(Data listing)
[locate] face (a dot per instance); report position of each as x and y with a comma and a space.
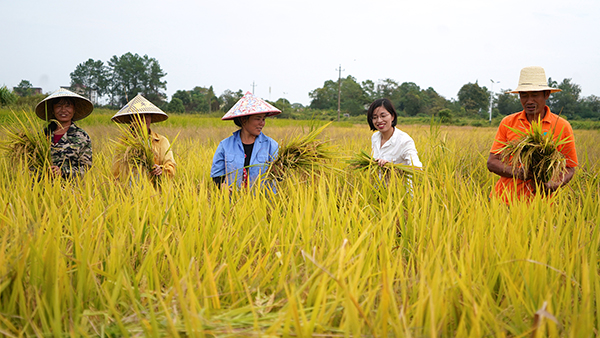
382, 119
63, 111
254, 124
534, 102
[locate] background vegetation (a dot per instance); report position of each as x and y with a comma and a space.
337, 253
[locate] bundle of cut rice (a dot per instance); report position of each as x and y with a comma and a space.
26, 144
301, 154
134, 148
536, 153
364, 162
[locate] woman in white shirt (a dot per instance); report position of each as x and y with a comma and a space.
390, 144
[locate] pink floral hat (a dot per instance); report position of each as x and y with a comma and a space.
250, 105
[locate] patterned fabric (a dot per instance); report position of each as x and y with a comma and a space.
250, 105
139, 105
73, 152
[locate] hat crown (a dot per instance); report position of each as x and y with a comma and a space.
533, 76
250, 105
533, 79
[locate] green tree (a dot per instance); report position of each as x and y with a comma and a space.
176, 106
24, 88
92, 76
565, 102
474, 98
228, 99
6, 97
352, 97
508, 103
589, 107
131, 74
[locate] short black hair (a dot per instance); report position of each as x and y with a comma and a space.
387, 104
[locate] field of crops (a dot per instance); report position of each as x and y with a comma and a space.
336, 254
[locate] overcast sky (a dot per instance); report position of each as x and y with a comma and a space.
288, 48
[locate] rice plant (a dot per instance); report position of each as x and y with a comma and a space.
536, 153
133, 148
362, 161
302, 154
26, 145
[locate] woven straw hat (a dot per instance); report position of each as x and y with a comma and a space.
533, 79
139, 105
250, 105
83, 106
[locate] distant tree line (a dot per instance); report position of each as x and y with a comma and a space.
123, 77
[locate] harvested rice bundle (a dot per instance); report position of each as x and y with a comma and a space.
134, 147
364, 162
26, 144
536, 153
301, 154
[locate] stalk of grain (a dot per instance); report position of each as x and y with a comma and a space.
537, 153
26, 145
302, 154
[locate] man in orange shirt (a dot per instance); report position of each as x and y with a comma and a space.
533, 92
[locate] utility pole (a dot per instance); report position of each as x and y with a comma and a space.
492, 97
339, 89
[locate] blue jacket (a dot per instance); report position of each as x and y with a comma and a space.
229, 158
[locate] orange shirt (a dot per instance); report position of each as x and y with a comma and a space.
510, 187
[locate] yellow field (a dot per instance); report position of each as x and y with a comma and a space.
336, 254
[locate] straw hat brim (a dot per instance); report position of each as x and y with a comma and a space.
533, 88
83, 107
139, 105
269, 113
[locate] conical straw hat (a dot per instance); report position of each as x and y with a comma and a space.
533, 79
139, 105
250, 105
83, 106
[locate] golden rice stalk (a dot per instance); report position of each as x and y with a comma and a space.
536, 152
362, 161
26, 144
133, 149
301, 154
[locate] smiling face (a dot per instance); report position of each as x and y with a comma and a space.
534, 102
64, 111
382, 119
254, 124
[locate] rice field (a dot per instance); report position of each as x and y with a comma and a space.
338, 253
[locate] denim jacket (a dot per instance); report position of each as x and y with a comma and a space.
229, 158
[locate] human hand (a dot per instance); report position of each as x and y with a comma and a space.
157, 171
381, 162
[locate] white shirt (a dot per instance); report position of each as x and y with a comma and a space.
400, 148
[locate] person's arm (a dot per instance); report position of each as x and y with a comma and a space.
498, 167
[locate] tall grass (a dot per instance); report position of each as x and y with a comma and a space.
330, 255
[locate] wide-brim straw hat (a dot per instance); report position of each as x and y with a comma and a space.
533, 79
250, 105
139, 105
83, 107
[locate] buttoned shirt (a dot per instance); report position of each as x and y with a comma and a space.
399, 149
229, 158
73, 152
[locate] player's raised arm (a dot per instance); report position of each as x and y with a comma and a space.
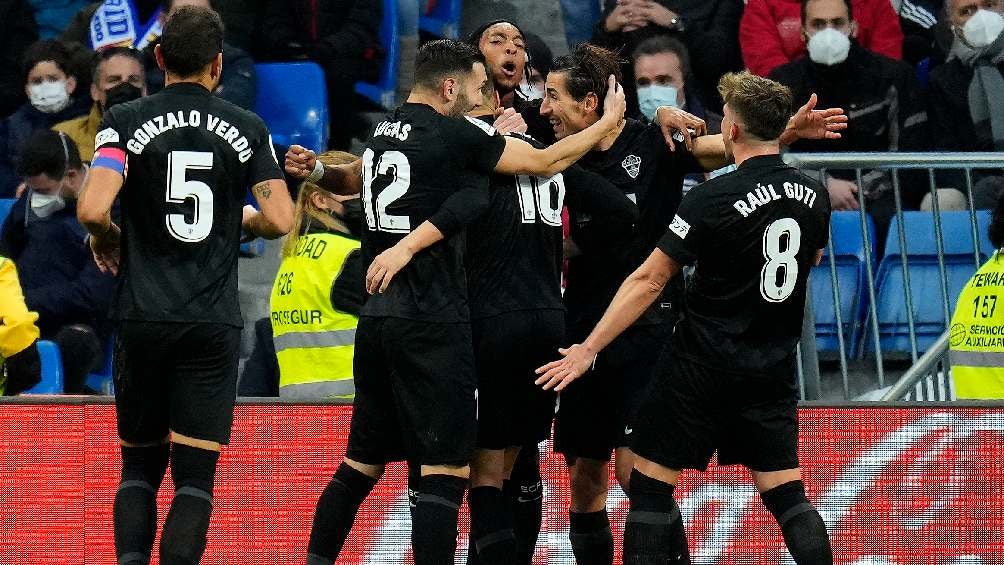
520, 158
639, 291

* * *

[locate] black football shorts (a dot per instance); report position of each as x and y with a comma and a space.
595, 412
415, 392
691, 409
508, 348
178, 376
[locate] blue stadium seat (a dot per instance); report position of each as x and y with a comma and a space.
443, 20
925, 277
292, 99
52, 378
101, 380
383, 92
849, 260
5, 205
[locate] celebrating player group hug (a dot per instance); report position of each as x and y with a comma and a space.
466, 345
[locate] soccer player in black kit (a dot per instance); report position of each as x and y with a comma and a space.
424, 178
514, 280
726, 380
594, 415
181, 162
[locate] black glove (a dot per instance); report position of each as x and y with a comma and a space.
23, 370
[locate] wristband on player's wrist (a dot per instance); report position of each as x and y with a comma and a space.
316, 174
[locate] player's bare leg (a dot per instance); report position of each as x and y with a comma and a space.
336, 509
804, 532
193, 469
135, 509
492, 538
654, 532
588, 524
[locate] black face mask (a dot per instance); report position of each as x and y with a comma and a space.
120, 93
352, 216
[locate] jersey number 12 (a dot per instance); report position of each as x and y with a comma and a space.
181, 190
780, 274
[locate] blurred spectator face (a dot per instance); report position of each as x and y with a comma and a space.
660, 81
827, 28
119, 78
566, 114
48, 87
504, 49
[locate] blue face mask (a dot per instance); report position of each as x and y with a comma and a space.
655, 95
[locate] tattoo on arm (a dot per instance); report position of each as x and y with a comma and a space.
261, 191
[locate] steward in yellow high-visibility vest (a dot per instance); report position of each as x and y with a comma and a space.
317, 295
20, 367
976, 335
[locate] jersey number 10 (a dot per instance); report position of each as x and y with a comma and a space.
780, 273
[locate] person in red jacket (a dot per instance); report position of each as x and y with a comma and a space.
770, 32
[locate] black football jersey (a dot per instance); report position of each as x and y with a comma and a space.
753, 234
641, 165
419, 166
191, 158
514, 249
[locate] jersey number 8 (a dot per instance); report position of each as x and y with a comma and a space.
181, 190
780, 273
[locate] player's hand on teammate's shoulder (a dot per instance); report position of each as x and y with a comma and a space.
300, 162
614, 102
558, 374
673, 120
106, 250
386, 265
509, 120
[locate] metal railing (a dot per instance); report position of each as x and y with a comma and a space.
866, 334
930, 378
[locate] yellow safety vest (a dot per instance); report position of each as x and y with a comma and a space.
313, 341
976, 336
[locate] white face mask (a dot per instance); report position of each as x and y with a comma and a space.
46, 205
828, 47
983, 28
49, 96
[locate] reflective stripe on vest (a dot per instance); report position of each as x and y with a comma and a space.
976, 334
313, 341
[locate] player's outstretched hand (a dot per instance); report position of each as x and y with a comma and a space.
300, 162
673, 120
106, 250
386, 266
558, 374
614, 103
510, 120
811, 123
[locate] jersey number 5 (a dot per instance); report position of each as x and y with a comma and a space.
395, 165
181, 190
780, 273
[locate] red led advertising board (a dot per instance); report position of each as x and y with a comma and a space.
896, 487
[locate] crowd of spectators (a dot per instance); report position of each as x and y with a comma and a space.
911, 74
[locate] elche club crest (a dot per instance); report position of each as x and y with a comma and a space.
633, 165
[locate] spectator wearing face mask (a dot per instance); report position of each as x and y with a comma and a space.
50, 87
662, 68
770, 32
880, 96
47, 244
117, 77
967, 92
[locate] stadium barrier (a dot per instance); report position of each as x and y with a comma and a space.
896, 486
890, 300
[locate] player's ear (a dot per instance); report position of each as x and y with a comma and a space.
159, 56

* * *

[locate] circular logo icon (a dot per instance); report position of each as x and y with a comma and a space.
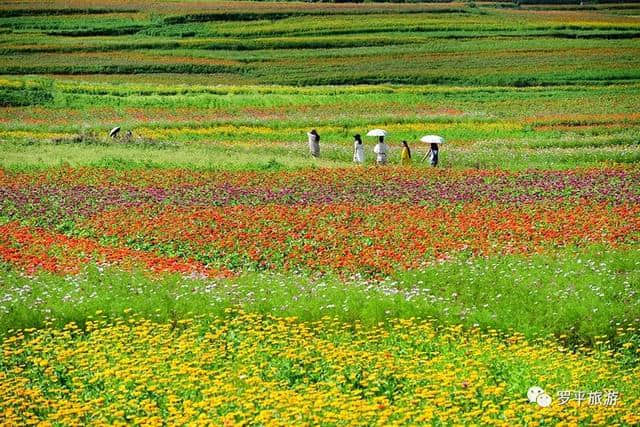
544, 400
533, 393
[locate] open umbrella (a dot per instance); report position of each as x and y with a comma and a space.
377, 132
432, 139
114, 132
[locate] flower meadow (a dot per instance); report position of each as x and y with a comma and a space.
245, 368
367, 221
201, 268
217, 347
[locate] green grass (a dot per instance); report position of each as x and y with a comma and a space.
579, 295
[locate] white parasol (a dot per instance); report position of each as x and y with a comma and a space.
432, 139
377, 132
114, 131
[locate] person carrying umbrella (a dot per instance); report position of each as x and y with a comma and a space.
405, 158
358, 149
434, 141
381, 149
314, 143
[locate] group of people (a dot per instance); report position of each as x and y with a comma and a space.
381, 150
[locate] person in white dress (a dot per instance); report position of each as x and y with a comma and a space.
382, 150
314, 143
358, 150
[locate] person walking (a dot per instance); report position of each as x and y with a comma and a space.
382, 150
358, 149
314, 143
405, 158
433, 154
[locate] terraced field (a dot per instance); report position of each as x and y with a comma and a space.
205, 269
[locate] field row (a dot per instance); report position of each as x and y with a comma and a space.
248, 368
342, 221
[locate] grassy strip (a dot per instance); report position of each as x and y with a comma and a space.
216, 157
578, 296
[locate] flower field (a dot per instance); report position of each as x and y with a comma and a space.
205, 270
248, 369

**INSTRUCTIONS TO FOLLOW**
Report each line of the listing above that contains the word "number", copying every such line in full.

**ANSWER IN FULL**
[locate] jersey number 12 (a dot per instance); report position of each as x and y with a comma and a space.
[locate] jersey number 10 (a dot per instance); report position of each as x and y with a comma and a space.
[locate] jersey number 8 (a dot per instance); report position of each as x and y with a comma and a space.
[locate] jersey number 5 (a dot per instance); report position of each as x and y with a comma and a space.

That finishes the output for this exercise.